> _READING TEXT_
..............................

Fucking Awesome Experiences

by bsrubin on June 14, 2011

There are only a few things in life that really matter:

  • Relationships – Do you have deep, meaningful relationships with awesome people?
  • Experiences – Do you consistently have amazing experiences?
  • Contribution – Do you make a meaningful contribution to this world?

The rest doesn’t matter.  Money, possessions, status – even health.  They are all building blocks – use them if they serve you in developing and maintaining meaningful relationships, help you have amazing experiences, or allow you to build a real world contribution.  I’ll wax poetic on this triumvirate some other time – today I’d like to relate a fucking awesome experience.

The prize view for an awesome experience (photo from http://members.virtualtourist.com/m/c43f6/c4943/)

Why Experiences Matter

Most people live a boring life.  They avoid extraordinary experiences.  In addition to being extraordinary these experiences are uncomfortable.  They take extra effort.

What’s easier?

Skiing: Take a trail down or hire a guide and head off into the backcountry?

Nightlife: Hang out with your friends or walk up to someone awesome and start a conversation?

Alternately, which is likely to lead to a fucking awesome experience?

I’ll give you an example of mine from last weekend.  I took the extraordinary fork this time – but it wasn’t easy.

..............................

> _Records contained in a dataset_

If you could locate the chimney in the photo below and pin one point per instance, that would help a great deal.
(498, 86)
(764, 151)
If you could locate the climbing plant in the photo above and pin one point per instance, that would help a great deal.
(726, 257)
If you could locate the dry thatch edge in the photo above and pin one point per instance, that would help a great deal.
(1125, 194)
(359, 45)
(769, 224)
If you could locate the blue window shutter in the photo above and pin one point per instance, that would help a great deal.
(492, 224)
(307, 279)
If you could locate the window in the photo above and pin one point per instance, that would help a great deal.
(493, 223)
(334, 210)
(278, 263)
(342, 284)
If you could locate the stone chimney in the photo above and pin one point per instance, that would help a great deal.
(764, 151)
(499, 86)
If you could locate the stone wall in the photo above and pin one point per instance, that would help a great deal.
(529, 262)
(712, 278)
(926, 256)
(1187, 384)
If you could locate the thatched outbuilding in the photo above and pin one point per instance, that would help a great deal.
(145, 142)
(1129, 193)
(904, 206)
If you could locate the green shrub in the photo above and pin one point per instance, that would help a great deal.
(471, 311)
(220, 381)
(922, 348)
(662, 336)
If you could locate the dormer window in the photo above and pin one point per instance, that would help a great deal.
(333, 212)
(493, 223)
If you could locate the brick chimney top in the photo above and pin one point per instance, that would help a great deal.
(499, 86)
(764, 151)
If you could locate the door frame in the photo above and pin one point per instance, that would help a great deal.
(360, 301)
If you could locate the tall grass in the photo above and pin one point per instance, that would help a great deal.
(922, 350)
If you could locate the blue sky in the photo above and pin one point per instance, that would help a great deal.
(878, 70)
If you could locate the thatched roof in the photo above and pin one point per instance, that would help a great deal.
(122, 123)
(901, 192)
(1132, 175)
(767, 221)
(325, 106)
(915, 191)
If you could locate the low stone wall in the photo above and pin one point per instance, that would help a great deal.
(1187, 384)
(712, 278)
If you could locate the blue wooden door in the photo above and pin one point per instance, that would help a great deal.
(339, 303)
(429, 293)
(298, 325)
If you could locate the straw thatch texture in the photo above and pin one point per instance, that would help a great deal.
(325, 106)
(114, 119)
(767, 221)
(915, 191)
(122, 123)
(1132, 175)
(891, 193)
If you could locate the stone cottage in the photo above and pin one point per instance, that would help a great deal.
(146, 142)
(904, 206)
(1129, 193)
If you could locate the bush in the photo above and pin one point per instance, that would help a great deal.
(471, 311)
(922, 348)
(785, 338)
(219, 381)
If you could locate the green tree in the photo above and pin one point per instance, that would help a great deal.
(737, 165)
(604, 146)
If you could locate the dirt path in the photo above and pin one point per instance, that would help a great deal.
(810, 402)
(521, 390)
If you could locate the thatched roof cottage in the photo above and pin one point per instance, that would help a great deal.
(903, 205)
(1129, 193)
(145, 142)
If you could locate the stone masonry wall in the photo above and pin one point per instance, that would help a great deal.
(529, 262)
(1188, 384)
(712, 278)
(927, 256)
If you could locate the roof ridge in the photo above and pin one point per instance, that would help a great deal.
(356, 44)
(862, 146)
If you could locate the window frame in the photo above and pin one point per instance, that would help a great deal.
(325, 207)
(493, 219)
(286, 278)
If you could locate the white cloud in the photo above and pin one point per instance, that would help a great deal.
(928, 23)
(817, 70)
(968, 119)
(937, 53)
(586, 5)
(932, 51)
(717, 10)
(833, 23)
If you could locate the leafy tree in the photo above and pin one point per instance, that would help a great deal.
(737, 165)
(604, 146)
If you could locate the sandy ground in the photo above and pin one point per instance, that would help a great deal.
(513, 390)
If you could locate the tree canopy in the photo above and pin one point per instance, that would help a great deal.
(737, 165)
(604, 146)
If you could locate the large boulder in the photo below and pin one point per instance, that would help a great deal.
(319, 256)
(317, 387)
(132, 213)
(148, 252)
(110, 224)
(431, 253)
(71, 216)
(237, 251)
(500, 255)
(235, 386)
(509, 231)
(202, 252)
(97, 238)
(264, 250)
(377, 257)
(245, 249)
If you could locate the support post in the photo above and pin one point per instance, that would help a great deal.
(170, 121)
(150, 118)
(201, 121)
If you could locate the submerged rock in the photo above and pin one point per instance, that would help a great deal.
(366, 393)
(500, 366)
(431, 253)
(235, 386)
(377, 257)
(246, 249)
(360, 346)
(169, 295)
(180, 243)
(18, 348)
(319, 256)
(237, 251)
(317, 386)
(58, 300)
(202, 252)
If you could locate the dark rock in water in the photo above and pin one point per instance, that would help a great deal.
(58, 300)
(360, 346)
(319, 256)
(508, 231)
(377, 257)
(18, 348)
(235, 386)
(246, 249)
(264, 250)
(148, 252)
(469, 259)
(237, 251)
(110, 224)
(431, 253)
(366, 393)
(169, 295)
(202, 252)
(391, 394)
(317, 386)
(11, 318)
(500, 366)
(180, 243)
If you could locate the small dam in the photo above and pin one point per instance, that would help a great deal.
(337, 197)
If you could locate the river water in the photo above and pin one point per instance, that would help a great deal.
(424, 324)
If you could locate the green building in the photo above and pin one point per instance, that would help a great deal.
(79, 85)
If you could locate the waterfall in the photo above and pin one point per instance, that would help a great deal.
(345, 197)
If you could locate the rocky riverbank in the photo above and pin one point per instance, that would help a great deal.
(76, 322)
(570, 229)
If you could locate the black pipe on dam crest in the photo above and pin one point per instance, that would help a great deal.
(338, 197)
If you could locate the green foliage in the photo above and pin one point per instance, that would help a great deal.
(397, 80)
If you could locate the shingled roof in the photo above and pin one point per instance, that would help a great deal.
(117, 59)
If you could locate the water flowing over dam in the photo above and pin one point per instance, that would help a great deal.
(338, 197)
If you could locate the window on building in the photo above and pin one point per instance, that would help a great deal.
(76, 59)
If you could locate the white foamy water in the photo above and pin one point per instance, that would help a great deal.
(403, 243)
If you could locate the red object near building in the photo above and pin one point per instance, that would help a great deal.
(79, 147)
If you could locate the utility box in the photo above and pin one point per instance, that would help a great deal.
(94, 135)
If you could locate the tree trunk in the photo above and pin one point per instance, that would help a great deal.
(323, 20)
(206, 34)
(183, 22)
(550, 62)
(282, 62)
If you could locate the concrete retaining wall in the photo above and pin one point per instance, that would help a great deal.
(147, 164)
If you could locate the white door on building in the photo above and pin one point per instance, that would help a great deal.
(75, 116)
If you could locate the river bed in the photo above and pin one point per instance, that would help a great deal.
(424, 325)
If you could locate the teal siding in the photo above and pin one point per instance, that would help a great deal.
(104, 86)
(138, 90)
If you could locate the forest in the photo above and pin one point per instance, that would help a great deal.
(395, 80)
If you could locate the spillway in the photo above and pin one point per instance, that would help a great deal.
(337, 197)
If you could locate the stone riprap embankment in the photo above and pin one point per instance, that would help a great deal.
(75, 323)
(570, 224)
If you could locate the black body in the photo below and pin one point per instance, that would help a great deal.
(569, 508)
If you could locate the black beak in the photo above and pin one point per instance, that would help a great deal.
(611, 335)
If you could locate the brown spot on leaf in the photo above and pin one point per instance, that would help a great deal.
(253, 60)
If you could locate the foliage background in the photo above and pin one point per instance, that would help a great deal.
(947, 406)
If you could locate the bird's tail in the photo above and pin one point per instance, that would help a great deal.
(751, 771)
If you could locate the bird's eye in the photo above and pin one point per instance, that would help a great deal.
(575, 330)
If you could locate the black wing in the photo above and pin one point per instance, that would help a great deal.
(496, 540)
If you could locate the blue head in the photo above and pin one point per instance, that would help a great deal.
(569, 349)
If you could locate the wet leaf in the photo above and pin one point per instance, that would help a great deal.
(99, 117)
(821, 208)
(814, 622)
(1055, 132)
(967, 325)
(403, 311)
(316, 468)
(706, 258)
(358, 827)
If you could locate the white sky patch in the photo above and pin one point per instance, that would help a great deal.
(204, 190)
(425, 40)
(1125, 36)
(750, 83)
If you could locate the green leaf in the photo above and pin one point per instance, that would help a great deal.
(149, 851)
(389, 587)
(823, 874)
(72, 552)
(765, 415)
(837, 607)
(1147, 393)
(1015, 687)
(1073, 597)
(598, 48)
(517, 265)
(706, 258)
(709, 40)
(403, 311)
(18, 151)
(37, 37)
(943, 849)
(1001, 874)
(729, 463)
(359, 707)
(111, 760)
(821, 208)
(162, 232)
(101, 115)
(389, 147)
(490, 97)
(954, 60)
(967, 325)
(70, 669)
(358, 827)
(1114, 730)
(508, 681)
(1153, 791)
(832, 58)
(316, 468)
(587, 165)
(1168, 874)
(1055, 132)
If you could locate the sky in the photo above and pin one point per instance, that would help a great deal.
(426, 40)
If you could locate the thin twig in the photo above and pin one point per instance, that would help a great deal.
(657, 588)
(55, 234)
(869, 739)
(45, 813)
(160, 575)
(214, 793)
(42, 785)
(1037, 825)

..............................

> _COMPLETE THE FOLLOWING_
1. Revise the blog post about what matters in life: give it again from "by bsrubin on" to "to this world?", with "amazing" changed to "remarkable".
2. Answer these questions from the blog post about what matters in life.
(a) What three things does the post name as the only ones that really matter?
(b) What two activities does the post use to compare easy choices with harder ones?
(c) When did the writer's example take place?
3. Pick up the blog post about what matters in life after its last sentence and keep writing it.

> _THE ANSWERS_
1.
by bsrubin on June 14, 2011

There are only a few things in life that really matter:

  • Relationships – Do you have deep, meaningful relationships with awesome people?
  • Experiences – Do you consistently have remarkable experiences?
  • Contribution – Do you make a meaningful contribution to this world?

2.
(a) Relationships, experiences, and contribution.
(b) Skiing and nightlife.
(c) Last weekend.

3.
First to see the Sun Rise in America

Last Friday we rafted the Penobscot with Northern Outdoors.  It was an awesome day.  A beautiful river with some sweet Class V rapids right under Mt. Katahdin in Maine.  We had planned to hike Katahdin Saturday morning – 6am start.  But I heard an interesting fact – our guide mentioned that the peak of Katahdin is the first place in the US to see the sun rise.  Hike at night and see the sunrise?  Impossible – Baxter State park goes on lock-down and doesn’t let you night hike.  Or – that just makes the experience more extraordinary… and our guide had heard that the physical gates only *look* locked – but if you are in the know you can pop the pin and drive on through at any time of night.

Small detour. As a mountain and wilderness enthusiast – I really disagree with Baxter State Park acting like my parent.  No night hiking.  They close trails in bad weather.  Until recently relaxed winter hiking required minimum group sizes, gear checks, and other BS.  It’s public land and I have a god-damn right to climb it at night in a storm with no shoes if I like.  And like in Europe – I should pay for my rescue if I need one.

So a beautiful night hike with no crowds and cool temperatures, followed by being the first to see the sun rise, and I get to stick it to the man at the same time?  Count me in!

Now is the part where it isn’t easy to have amazing experiences.  Skipping a night of sleep and hiking in the dark are inevitable consequences of a night hike.  But what about popping the gate open to get into the park, sneaking past two ranger station in the dark, arranging an elaborate car shuttle, and then sneaking past a ranger the next morning in the broad light of day?  That makes it hard.  And memorable.  And fucking awesome.

So What?

Ok Ben – you had a nice hike.  Great – why are you blogging about it?

I would like to find a way to systematically create amazing experiences.  I’m still in experimental stage here – here are some important ideas:

Recognize the Ebbs and Flows

It would be impossible and indeed undesirable to have extraordinary experiences all the time.  Respect the natural flow of energy – periods of intensity need to be followed by restoration.  Manage your energy.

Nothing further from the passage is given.